### Geselecteerd fragment
==================================================

Het is 2035. Over onze akkers rijden inmiddels meer autonome voertuigen die zonder morren zaaien, schoffelen en onkruid trekken. Robots,  zoals de pootgoedziektedetectierobot, herkennen ziekten eerder dan het menselijk oog ooit kon. Bodems worden continu gemonitord door sensoren die weten wat er leeft en wat er mist. De gewasontwikkelingen worden met drones in de gaten gehouden. Met die informatie wordt het uitgewerkte bemestingsplan just-in-time en op de juiste plek op ingezet eventueel met druppelslangen.

Robots en trekkers rijden grotendeels op eigen opgewekte energie en worden ‘getankt’ met de accu op het eigen bedrijf. De uitstoot van broeikasgassen, stikstof en het gebruik van gewasbeschermingsmiddelen is drastisch gedaald. Een deel van de uitdagingen wordt ook opgelost met veredeling. Met nieuwe rassen, die beter bestand zijn tegen droogte of bepaalde ziekten. Deze ontwikkeling wordt ondersteund vanuit nieuwe veredelingstechnieken.

==================================================

### Reeks opdrachten
A. Herschrijf de alinea die begint met "Robots en trekkers rijden" uit het fragment over de landbouw in 2035 als een beknopte opsomming en behoud daarbij de belangrijkste feiten.
B. Geef een voortzetting van het fragment over de landbouw in 2035, te beginnen na de laatste zin.

==================================================

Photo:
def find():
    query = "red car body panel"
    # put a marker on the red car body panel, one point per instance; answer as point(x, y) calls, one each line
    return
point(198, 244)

==================================================

### Schriftelijke antwoorden
A.
- Robots en trekkers rijden grotendeels op zelf opgewekte energie en worden op het eigen bedrijf via de accu opgeladen.
- De uitstoot van broeikasgassen en stikstof en het gebruik van gewasbeschermingsmiddelen zijn drastisch gedaald.
- Veredeling lost een deel van de uitdagingen op met nieuwe rassen die beter bestand zijn tegen droogte of bepaalde ziekten.
- Nieuwe veredelingstechnieken ondersteunen deze ontwikkeling.

B.
Daarnaast heeft een vorm van regeneratieve landbouw in tien jaar tijd de plek ingenomen van het meer traditionele ‘input-denken’. Boeren sturen met regeneratieve maatregelen binnen doelsturing op de verschillende doelen: bodemleven, koolstofopslag, biodiversiteit en waterkwaliteit. We voeden de bodem, zodat de bodem ons voedt.

En toch… ondanks al deze vooruitgang, blijft er één constante: de natuur.

Want hoe goed we ook sturen op data, hoe slim onze algoritmen ook worden, we kunnen het weer nog steeds niet programmeren. Zelfs het voorspellen van het weer blijft moeilijk, dit ervaren we regelmatig. Regen komt en gaat zonder aankondiging. Een nat voorjaar stelt onze schema’s fors bij. Een nieuwe schimmelziekte verspreidt zich in een paar weken over het hele land – en is onbekend voor onze modellen.

Juist in deze tijd van precisie en innovatie groeit het besef dat  je nooit 100% controle hebt. In plaats van tegen de natuur in te werken, zullen we haar steeds beter leren lezen. Flexibiliteit blijft belangrijker dan planning. Vakmanschap en fingerspitzen gevoel van de akkerbouwer blijft noodzakelijk om samen met de natuur te werken en de juiste keuzes te maken ondersteund vanuit data. Al met al vergt deze verandering een investering van de individuele akkerbouwer. Een financiële investering in nieuwe machines en nieuwe technologieën maar ook tijd investeren in kennis en nieuwe inzichten en een veranderende werkomgeving. 

De toekomst van de akkerbouw is innovatief én natuurbewust. Technologie helpt ons, maar uiteindelijk telen we nog steeds op de akkers onder de open hemel. En wie goed wil boeren in 2035, weet één ding zeker: de natuur blijft de baas.